### About this exercise
The expected output is the set of lines below beginning at the one that contains "One point lands on each instance of the small" and ending at the final line, reproduced exactly.

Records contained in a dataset

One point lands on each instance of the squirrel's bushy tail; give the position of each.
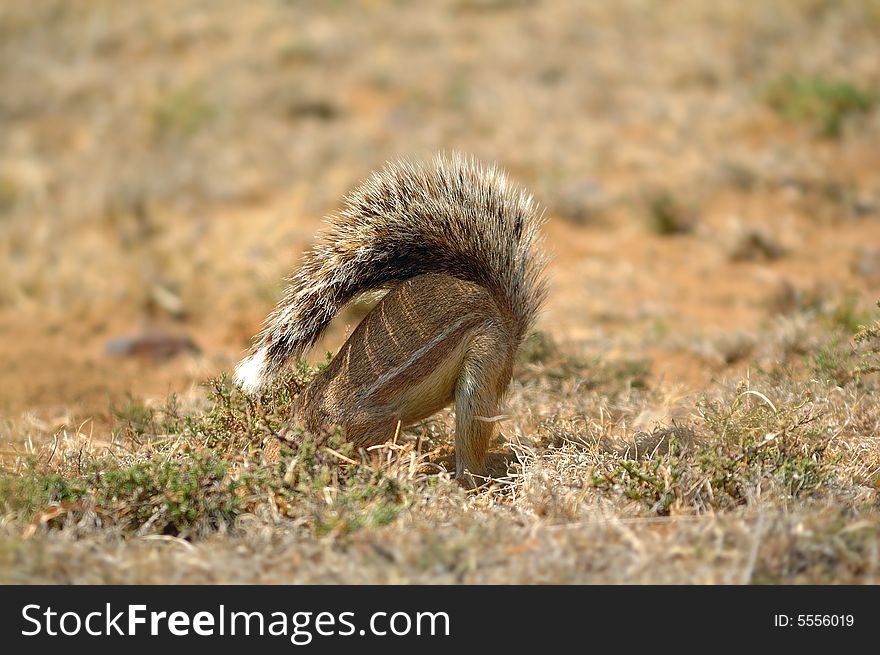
(455, 216)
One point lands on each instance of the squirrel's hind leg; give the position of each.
(485, 373)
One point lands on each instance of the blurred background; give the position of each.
(710, 172)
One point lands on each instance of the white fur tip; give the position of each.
(250, 374)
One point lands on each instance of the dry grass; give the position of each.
(757, 482)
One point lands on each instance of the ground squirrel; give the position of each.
(457, 247)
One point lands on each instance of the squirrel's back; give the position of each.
(454, 217)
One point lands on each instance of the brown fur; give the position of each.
(432, 340)
(458, 247)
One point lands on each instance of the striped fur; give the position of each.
(454, 216)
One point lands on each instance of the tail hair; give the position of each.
(455, 216)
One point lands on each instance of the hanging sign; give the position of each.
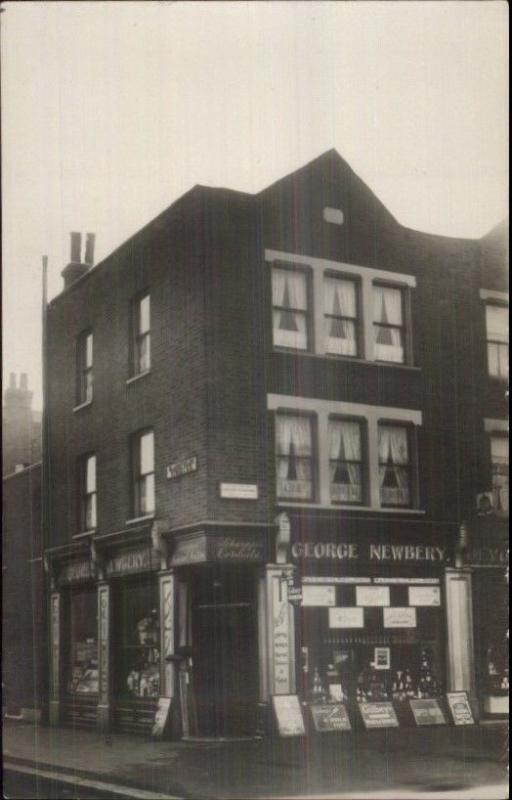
(346, 617)
(330, 717)
(290, 721)
(378, 715)
(424, 595)
(460, 708)
(319, 595)
(427, 712)
(398, 617)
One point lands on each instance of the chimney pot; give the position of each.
(76, 247)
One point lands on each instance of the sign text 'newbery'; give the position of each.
(375, 552)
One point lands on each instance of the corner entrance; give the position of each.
(225, 662)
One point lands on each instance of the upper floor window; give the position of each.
(87, 493)
(496, 319)
(394, 465)
(143, 473)
(84, 367)
(294, 455)
(500, 469)
(388, 324)
(346, 461)
(141, 334)
(340, 304)
(290, 308)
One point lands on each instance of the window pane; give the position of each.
(147, 463)
(340, 336)
(340, 298)
(289, 289)
(497, 323)
(144, 314)
(387, 305)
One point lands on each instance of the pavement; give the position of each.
(448, 762)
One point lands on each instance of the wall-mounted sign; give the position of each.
(319, 595)
(330, 717)
(427, 712)
(138, 559)
(372, 595)
(239, 491)
(180, 468)
(460, 708)
(400, 617)
(290, 721)
(378, 715)
(382, 658)
(424, 595)
(342, 617)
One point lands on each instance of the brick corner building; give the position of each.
(267, 423)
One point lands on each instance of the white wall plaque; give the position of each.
(399, 617)
(318, 595)
(372, 595)
(239, 491)
(346, 618)
(424, 595)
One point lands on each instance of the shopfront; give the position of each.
(371, 622)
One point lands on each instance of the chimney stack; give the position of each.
(77, 266)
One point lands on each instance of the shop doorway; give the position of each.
(225, 660)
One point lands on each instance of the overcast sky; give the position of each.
(112, 110)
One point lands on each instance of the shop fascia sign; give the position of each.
(379, 553)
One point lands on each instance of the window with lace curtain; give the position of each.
(394, 465)
(341, 316)
(294, 456)
(290, 309)
(346, 458)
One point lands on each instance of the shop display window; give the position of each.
(82, 678)
(138, 635)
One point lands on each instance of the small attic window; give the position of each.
(334, 215)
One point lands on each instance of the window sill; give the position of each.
(338, 507)
(346, 359)
(138, 376)
(82, 405)
(133, 520)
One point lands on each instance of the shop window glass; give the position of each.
(388, 324)
(290, 309)
(84, 367)
(143, 459)
(340, 315)
(138, 673)
(394, 466)
(500, 469)
(141, 334)
(345, 459)
(294, 454)
(88, 495)
(496, 318)
(83, 668)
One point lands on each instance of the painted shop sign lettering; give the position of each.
(239, 491)
(132, 561)
(460, 708)
(427, 712)
(290, 721)
(330, 717)
(378, 715)
(400, 617)
(181, 468)
(333, 551)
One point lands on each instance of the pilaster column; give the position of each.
(55, 656)
(459, 613)
(104, 617)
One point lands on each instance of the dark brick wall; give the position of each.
(22, 590)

### Written response
One point lands on each instance of the small attic window; give the position of each.
(334, 215)
One point lands on each instance of the window sill; give the position of each.
(338, 507)
(346, 359)
(138, 376)
(82, 405)
(133, 520)
One point lands on each instance of the shop window glass; give the position of each.
(388, 324)
(290, 309)
(84, 367)
(143, 459)
(340, 315)
(138, 673)
(394, 466)
(500, 469)
(141, 334)
(345, 459)
(294, 454)
(88, 495)
(496, 318)
(83, 668)
One point lands on each instance of the painted shop sign lettering; give the position of each.
(239, 491)
(132, 561)
(460, 708)
(427, 712)
(290, 721)
(330, 717)
(378, 715)
(400, 617)
(181, 468)
(333, 551)
One point lands on each instance of the pilaster column; give the position of each.
(55, 656)
(459, 613)
(104, 617)
One point lands on each instance of the dark brick wall; give the position of each.
(22, 590)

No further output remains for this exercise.